Objectives:
A. In the guidance on mobility impairments, rewrite the stretch from "Cerebral palsy is" through "with intellectual functioning.", replacing "physical disability" with "physical impairment".
B. Report how many lines of the rows contain the string "dark", treating case as significant. Give only the number.

Selected extract:
Start

Cerebral palsy is the result of damage to the brain prior to or shortly after birth. It can prevent or inhibit walking and cause a lack of muscle coordination, spasms, and speech difficulty.

Neuromuscular disorders include a variety of disorders, such as muscular dystrophy, multiple sclerosis, and ataxia, that result in degeneration and atrophy of muscle or nerve tissues.

Some considerations:

  • Many students with mobility impairments lead lives similar to those without impairments. Dependency and helplessness are not characteristics of physical disability.
  • A physical disability is often separate from matters of cognition and general health; it does not imply that a student has other health problems or difficulty with intellectual functioning.
  • People adjust to disabilities in a myriad of ways; students should not be assumed to be brave and courageous on the basis of disability.
  • When talking with a wheelchair user, attempt to converse at eye level as opposed to standing and looking down. If a student has a communication impairment as well as a mobility impairment, take time to understand the person. Repeat what you understand, and when you don't understand, say so.
  • A student with a physical disability may or may not want assistance in a particular situation. Ask before giving assistance, and wait for a response. Listen to any instructions the student may give; by virtue of experience, the student likely knows the safest and most efficient way to accomplish the task at hand.
  • Be considerate of the extra time it might take a disabled student to speak or act. Allow the student to set the pace walking or talking.
  • A wheelchair should be viewed as a personal-assistance device rather than something one is "confined to." It is also part of a student's personal space; do not lean on or touch the chair, and do not push the chair, unless asked.

End

Data records:

Start

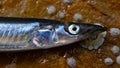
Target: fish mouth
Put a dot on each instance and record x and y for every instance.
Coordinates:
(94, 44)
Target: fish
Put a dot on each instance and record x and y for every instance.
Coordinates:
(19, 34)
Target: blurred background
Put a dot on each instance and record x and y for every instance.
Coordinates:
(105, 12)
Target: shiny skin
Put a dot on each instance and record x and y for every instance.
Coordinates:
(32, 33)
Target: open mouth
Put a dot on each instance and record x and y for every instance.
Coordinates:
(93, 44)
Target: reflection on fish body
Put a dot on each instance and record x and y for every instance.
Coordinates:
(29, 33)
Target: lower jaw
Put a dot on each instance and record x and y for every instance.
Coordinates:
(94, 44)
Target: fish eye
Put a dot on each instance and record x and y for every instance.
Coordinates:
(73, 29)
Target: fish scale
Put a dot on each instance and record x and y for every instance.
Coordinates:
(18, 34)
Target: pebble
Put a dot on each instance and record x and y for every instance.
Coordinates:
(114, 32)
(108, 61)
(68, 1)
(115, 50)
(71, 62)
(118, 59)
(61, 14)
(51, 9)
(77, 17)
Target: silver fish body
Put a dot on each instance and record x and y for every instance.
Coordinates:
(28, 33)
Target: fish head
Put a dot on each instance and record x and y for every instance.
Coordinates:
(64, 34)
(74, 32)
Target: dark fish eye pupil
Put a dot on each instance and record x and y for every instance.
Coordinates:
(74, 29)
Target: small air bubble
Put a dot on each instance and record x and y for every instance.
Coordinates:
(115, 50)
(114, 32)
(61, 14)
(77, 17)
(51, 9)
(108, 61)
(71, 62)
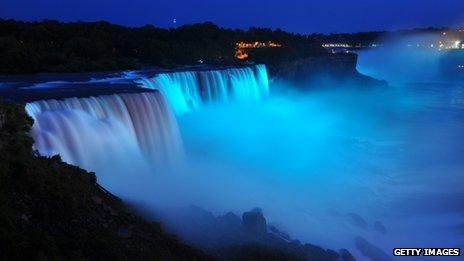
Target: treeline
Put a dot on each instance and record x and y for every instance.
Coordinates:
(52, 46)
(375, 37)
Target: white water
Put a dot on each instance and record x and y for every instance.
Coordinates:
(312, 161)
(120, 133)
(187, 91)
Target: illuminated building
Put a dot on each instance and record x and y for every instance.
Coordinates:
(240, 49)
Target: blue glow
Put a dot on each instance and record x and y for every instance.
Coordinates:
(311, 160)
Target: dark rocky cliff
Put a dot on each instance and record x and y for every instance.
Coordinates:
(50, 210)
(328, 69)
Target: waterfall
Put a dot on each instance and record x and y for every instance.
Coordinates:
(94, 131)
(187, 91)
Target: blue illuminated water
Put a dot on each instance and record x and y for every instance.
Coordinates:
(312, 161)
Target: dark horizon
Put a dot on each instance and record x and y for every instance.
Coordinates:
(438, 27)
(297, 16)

End

Full answers:
A.
Cerebral palsy is the result of damage to the brain prior to or shortly after birth. It can prevent or inhibit walking and cause a lack of muscle coordination, spasms, and speech difficulty.

Neuromuscular disorders include a variety of disorders, such as muscular dystrophy, multiple sclerosis, and ataxia, that result in degeneration and atrophy of muscle or nerve tissues.

Some considerations:

  • Many students with mobility impairments lead lives similar to those without impairments. Dependency and helplessness are not characteristics of physical impairment.
  • A physical impairment is often separate from matters of cognition and general health; it does not imply that a student has other health problems or difficulty with intellectual functioning.

B. 3